JuliaDiff / ReverseDiff.jl

Reverse Mode Automatic Differentiation for Julia
Other
348 stars 57 forks source link

Error when using scalar vs. vector to operate on tracked inupt #214

Open slwu89 opened 1 year ago

slwu89 commented 1 year ago

Hi ReverseDiff team,

I've found an error that comes up when an object used in a function being differentiated is the result of a tracked array and another argument (not the one we are finding the derivative with respect to) when the other argument is a scalar. I understand my explanation is a bit imprecise, a minimum reproducible example is below. In the line labeled "doesn't work" the arg c is treated as a scalar. In the line labeled "works" it is treated as a length one vector. The object d is used in further computation; when c is treated as a scalar this leads to a method error when it (an element of the resulting object d) is used in the line aa*sin(dd).
_ _ _ _ _ _ _
WRITTEN REQUEST A:
Render every line of the extracted data listing as a numbered list, leaving out blank lines.

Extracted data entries
_ _ _ _ _ _ _
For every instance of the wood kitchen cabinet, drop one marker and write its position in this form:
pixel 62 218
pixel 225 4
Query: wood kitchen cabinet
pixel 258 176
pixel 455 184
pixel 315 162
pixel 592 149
_ _ _ _ _ _ _
WRITTEN REQUEST B:
Write the next part of the ReverseDiff issue report about scalar versus vector arguments, picking up after its last sentence.

EXERCISE RESPONSE A:
1. For every instance of the wood kitchen cabinet, drop one marker and write its position in this form:
2. pixel 62 218
3. pixel 225 4
4. Query: wood kitchen cabinet
5. pixel 258 176
6. pixel 455 184
7. pixel 315 162
8. pixel 592 149

EXERCISE RESPONSE B:
[EDIT]: I'm on Julia 1.8.3 and the version of ReverseDiff.jl on the Julia general repo (v1.14.4).

using ReverseDiff
using Distributions

# a,b are vectors; want Hessian w.r.t a
# c is "scalar" arg
function mwe(a,b,c)
    d = @. a/(b+c)
    e = map(a,b,d) do aa, bb, dd
        if dd < bb
            exp(bb)
        else
            aa*sin(dd)
        end
    end
    return sum(e)
end

a = rand(Normal(),5)
b = rand(Normal(),5)
c = 50.0

ReverseDiff.hessian(x -> mwe(x, b, c), a)  # doesn't work
ReverseDiff.hessian(x -> mwe(x, b, [c]), a)  # works
kishore-nori commented 1 year ago

I encountered a similar error. The following equivalent (basically replacing with for loop to mimic what .@ macro is "supposed to do") and it works, (I shortened the above MWE)

function mwe(a,c)
  # d = @. a/(a + c) # this doesn't work
  # d = @. 1.0/(a + c) # even this doesn't work 
  # d = @. a + c # but this works 
  # d = @. 1.0/a # this also works 
  # but below works 
  d = similar(a)
  @simd for i in eachindex(a)
    @inbounds d[i] = a[i]/(a[i] + c)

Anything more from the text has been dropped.